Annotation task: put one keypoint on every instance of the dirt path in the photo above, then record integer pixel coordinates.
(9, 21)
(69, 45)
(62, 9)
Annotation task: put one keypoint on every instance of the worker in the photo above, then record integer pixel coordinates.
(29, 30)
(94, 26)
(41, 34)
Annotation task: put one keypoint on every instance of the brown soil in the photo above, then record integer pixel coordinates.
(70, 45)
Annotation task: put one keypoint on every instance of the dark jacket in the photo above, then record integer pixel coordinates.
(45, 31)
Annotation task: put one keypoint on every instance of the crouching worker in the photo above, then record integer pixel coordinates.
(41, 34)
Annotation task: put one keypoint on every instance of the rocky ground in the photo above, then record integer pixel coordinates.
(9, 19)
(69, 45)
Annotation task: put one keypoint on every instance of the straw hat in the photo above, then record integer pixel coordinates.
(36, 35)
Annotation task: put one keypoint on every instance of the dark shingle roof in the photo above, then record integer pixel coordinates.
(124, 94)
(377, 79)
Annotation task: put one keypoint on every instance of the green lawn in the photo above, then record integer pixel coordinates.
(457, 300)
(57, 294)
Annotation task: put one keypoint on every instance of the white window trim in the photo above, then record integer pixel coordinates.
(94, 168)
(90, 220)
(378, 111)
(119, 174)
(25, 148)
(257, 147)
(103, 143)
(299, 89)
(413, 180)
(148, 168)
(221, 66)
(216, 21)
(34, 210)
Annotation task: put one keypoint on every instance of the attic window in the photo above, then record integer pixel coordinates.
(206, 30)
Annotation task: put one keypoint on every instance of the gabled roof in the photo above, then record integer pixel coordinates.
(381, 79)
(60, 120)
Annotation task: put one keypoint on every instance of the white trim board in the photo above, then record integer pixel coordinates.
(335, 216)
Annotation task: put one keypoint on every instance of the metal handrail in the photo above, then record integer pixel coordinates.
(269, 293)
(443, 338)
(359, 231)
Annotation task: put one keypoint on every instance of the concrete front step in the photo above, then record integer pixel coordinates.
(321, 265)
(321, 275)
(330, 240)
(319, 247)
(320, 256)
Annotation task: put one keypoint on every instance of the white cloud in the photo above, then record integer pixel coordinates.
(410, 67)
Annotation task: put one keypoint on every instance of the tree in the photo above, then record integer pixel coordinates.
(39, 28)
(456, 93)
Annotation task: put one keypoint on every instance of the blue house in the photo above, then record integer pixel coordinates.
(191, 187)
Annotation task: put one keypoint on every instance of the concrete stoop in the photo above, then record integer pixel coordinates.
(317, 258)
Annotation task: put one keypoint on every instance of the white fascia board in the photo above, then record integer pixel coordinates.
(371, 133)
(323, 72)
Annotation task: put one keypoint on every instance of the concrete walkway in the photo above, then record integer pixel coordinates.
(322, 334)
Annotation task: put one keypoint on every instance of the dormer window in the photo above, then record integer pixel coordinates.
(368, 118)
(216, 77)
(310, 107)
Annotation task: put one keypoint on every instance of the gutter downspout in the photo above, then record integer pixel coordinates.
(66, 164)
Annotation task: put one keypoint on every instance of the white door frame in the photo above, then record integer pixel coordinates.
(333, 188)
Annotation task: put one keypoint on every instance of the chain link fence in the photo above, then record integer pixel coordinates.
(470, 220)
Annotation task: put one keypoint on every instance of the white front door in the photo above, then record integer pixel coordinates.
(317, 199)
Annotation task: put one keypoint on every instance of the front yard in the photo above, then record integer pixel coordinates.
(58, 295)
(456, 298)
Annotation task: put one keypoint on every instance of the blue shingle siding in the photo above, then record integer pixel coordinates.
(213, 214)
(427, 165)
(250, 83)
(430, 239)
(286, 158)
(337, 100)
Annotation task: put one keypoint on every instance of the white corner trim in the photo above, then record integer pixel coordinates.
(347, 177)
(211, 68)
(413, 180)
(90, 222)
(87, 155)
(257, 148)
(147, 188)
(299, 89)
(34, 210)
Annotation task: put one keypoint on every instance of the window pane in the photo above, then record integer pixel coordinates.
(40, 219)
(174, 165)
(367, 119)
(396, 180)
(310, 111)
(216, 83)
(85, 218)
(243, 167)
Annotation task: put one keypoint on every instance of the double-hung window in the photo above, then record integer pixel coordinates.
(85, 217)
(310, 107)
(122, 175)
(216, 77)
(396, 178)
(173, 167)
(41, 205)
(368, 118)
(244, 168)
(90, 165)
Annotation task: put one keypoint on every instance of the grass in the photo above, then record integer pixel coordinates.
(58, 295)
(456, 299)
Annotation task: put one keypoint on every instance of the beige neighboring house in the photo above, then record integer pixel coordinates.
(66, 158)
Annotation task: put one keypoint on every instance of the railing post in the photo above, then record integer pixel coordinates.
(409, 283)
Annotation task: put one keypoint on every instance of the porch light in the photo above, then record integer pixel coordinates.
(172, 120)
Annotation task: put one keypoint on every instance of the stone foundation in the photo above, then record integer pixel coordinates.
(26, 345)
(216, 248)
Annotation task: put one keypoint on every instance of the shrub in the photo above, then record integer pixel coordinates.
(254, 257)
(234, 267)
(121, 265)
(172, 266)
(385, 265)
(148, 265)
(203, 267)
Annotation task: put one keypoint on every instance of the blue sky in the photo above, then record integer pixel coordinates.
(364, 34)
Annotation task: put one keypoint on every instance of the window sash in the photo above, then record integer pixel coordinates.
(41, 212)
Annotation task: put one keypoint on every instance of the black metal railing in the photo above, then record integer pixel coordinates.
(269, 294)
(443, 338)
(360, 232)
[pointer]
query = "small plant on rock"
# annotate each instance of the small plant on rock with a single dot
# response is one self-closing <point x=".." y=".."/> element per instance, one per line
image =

_ _ _

Directions for this task -
Each entry must appear again in the answer exactly as written.

Worked solution -
Annotation task: put one keypoint on every instance of the dirt path in the photo above, then record integer pixel coordinates.
(9, 21)
(69, 45)
(62, 9)
Annotation task: put one keypoint on every instance of the worker in the photo above, then record integer pixel coordinates.
(29, 30)
(94, 26)
(41, 34)
Annotation task: put one keypoint on every instance of the brown soil in the photo above, then record integer pixel coordinates.
(70, 45)
Annotation task: put one keypoint on every instance of the dark jacket in the photo above, then record integer pixel coordinates.
(45, 31)
Annotation task: put one keypoint on every instance of the crouching worker in the photo above, then record integer pixel coordinates.
(41, 34)
Annotation task: put one keypoint on every instance of the rocky ground in the photo above, then record integer pixel coordinates.
(9, 19)
(69, 45)
Annotation task: put one keypoint on every instance of the straw hat in the photo above, then record integer pixel coordinates.
(36, 35)
Annotation task: put one keypoint on every instance of the dark shingle roof in the photo above, then record integer pixel coordinates.
(124, 94)
(377, 79)
Annotation task: put one keypoint on every instance of the green lawn in the photo above, then record integer pixel coordinates.
(457, 300)
(57, 294)
Annotation task: put one keypoint on every instance of the white window trim in the photo above, then record integer pixel coordinates.
(94, 168)
(90, 220)
(378, 111)
(119, 174)
(25, 148)
(257, 147)
(103, 143)
(299, 89)
(413, 180)
(148, 168)
(221, 66)
(216, 21)
(34, 210)
Annotation task: put one keypoint on every instance of the attic window in the photo above, then record integer pixel coordinates.
(206, 30)
Annotation task: put one keypoint on every instance of the gabled roof in the photo above, then record integer pixel coordinates.
(381, 79)
(60, 120)
Annotation task: put one keypoint on every instance of the white trim board in the photo above, then record integer pixel coordinates.
(335, 216)
Annotation task: put one keypoint on every instance of the metal handrail in the photo above, then record integer pixel coordinates.
(269, 293)
(443, 338)
(359, 231)
Annotation task: put one keypoint on every instance of the concrete front step in the photo above, then record integer pixel coordinates.
(321, 265)
(321, 275)
(330, 240)
(319, 247)
(320, 256)
Annotation task: put one keypoint on every instance of the white cloud in the photo above, then record integer pixel coordinates.
(410, 67)
Annotation task: put one keypoint on every instance of the tree in the photo above, then record integer pixel coordinates.
(39, 28)
(456, 93)
Annotation task: put one keypoint on every instance of the blue house in the photo above, then record integer pixel coordinates.
(191, 187)
Annotation task: put one keypoint on every instance of the concrete stoop in the photo above, then record integer pixel coordinates.
(317, 258)
Annotation task: put one keypoint on every instance of the white fascia board in the photo above, then record integer pixel coordinates.
(371, 133)
(323, 72)
Annotation task: put one keypoint on every instance of the concrete walkway in the photo above, then record integer pixel coordinates.
(322, 334)
Annotation task: put one keypoint on every instance of the dormer window in the photo above, then record integer pixel coordinates.
(368, 118)
(216, 77)
(310, 107)
Annotation task: put one keypoint on every instance of the gutter downspout in the photo above, then record integer pixel coordinates.
(66, 164)
Annotation task: put one keypoint on every instance of the white door frame in the photo above, then record integer pixel coordinates.
(333, 188)
Annotation task: put one keypoint on every instance of the chain link fence in the photo above, then record integer pixel coordinates.
(470, 220)
Annotation task: put one keypoint on every instance of the white front door in the photo above, then record integer pixel coordinates.
(317, 199)
Annotation task: put one keypoint on every instance of the front yard in the photo above, then record integer pixel coordinates.
(58, 295)
(456, 298)
Annotation task: put one keypoint on every instance of the blue shingle siding in the photo above, then record integer pixel coordinates.
(213, 214)
(427, 165)
(250, 83)
(430, 239)
(286, 158)
(337, 100)
Annotation task: put one keypoint on every instance of the white corner trim in the photo above, then record integer pixel coordinates.
(347, 177)
(211, 68)
(413, 180)
(90, 222)
(87, 155)
(257, 148)
(147, 188)
(299, 89)
(34, 210)
Annotation task: put one keypoint on every instance of the window pane in the photo above, then record integer pixel coordinates.
(40, 219)
(174, 165)
(367, 119)
(396, 180)
(310, 111)
(216, 83)
(85, 218)
(243, 167)
Annotation task: put one keypoint on every instance of the double-hung window in the photo above, then record integer pixel coordinates.
(85, 217)
(310, 107)
(122, 175)
(216, 77)
(396, 178)
(173, 167)
(41, 205)
(368, 118)
(244, 168)
(90, 165)
Annotation task: put one keypoint on every instance of the grass in the photo above, then record integer pixel coordinates.
(58, 295)
(456, 299)
Annotation task: put one keypoint on every instance of the beige neighboring house in the photo above, then record integer pixel coordinates.
(66, 158)
Annotation task: put one keypoint on every instance of the railing post in the photo above, then record integer pixel coordinates.
(409, 283)
Annotation task: put one keypoint on every instance of the porch light in the photo above, then record integer pixel coordinates.
(172, 120)
Annotation task: put one keypoint on every instance of the stone foundation in the photo above, then record integer pixel coordinates.
(26, 345)
(216, 248)
Annotation task: put one keypoint on every instance of the shrub in the photo above, then record integer pixel coordinates.
(254, 257)
(234, 267)
(121, 265)
(172, 266)
(385, 265)
(148, 265)
(203, 267)
Annotation task: put one keypoint on every instance of the blue sky in the photo above, then record integer pixel coordinates.
(364, 34)
Annotation task: put one keypoint on every instance of the window sash in the photo above, then record integer pixel coordinates.
(41, 212)
Annotation task: put one keypoint on every instance of the black metal railing in the photo above, then record integer pixel coordinates.
(269, 294)
(443, 338)
(360, 232)
[pointer]
query = "small plant on rock"
# annotate each instance of the small plant on rock with a single dot
# response is one self-closing <point x=".." y=".."/> element per instance, one per line
image =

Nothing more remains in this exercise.